= Passage =
□ □ □ □ □

Geeky Cinephile Musings…
I don't pontificate, I blather.

Finally, something worth watching (besides Mad Men)…!

Just recently I watched Washington Square, a 1997 adaptation of the Henry James novel of the same title, directed by Agnieszka Holland, and starring Jennifer Jason Leigh, Albert Finney, Maggie Smith, and Ben Chaplin.  Originally this story was made into a 1949 film entitled The Heiress, starring Olivia de Havilland (who I have always loved–especially in the film The Snake Pit).  I haven’t seen The Heiress, nor have I read James’s book, which could perhaps explain why I loved this movie so very much when so many people seem to be panning it on Netflix.  

I never thought I’d say something so ridiculously cheery, but I found this film delightful and loaded with originality and charm.  It is BEYOND well-acted, the costumes and sets are comprised of luxurious jewel tones, and the story and script are sharp and concise.  There are two things in particular, though, that really struck me and forced me to take action and write this blog (as if anything I say here will ever convince anyone of anything…but one can always hope!). 

Firstly, as a massive period piece fan, I can safely say that seeing characters behave awkwardly in them is an utter rarity.  I don’t mean awkward in the Merchant Ivory way, where the characters interrupt each other (Good heavens! We spoke at the same time! How embarrassing!) and then glance down at the ground.  I mean TRULY AWKWARD, as in un-feminine grunts of surprise and moments of supreme clumsiness and cringing.  Most of this is achieved by Jason Leigh, who, quite frankly, is the perfect choice for this character.  She combines dark sexuality and a nerdy lack of social filters like no other actress can…if that makes any sense…  Washington Square achieves standards of inelegance that come very close to the British version of The Office, and the result is supremely entertaining.  Many of the reviews I’ve read by the Netflix punters moan that Aunt Lavinia (Maggie Smith, basically reprising her role as “Aunt Charlotte” from A Room With a View–which is fine, because, let’s face it–we love her that way) and Catherine Sloper (Jennifer Jason Leigh) have been turned into bumbling idiots, and perhaps compared to the book, they have been, I dunno, but I feel this choice, for this film, really works.  How fascinating to see people from the late 19th century really having to PUSH hard to maintain the decorum we as 21st century folks think just came naturally to them, thanks to countless films reinforcing this notion.  In the beginning of the film,  a cringing, chubby child is asked to sing for her Papa on his birthday.  She finds she cannot due to stagefright, and while everyone is whispering and giggling, she suddenly gives up trying to sing and simply pees all over herself.  The scene actually played out much like the one in The Exorcist during the cast party, sans satanic possession, of course.

Betcha never saw THAT in Howard’s End, eh?

And bravo to the ensemble of actors in this film who had to react to these moments.  How, indeed WOULD a 19th century well-to-do family react to their child peeing her pants in public, and on Papa’s birthday, good God! We don’t really know because there is no precedence for it.  Well done, well done, huzzah.

□ □ □ □ □

= Supplied data =
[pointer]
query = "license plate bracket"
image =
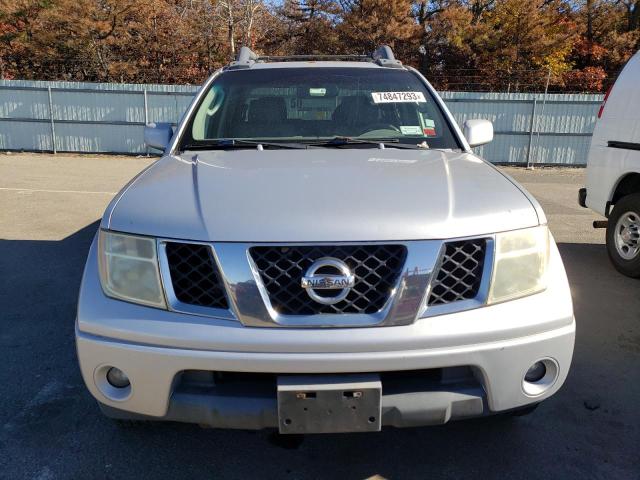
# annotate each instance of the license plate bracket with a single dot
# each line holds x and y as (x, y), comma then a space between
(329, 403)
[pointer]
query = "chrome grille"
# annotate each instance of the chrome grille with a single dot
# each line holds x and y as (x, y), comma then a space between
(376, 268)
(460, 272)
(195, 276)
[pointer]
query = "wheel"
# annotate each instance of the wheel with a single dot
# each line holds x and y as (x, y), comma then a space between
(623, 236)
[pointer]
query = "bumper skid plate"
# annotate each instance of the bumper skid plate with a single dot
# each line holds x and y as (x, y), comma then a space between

□ □ □ □ □

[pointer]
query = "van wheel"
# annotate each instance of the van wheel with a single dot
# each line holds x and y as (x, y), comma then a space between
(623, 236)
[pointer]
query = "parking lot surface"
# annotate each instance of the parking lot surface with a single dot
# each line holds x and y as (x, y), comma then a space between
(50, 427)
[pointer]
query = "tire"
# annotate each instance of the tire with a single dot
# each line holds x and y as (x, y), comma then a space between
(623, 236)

□ □ □ □ □

= Task to complete =
Could you give the film review again, starting at "Geeky Cinephile Musings…" and ending at "it on Netflix.", substituting "the internet" for "Netflix"?

= Task output =
Geeky Cinephile Musings…
I don't pontificate, I blather.

Finally, something worth watching (besides Mad Men)…!

Just recently I watched Washington Square, a 1997 adaptation of the Henry James novel of the same title, directed by Agnieszka Holland, and starring Jennifer Jason Leigh, Albert Finney, Maggie Smith, and Ben Chaplin.  Originally this story was made into a 1949 film entitled The Heiress, starring Olivia de Havilland (who I have always loved–especially in the film The Snake Pit).  I haven’t seen The Heiress, nor have I read James’s book, which could perhaps explain why I loved this movie so very much when so many people seem to be panning it on the internet.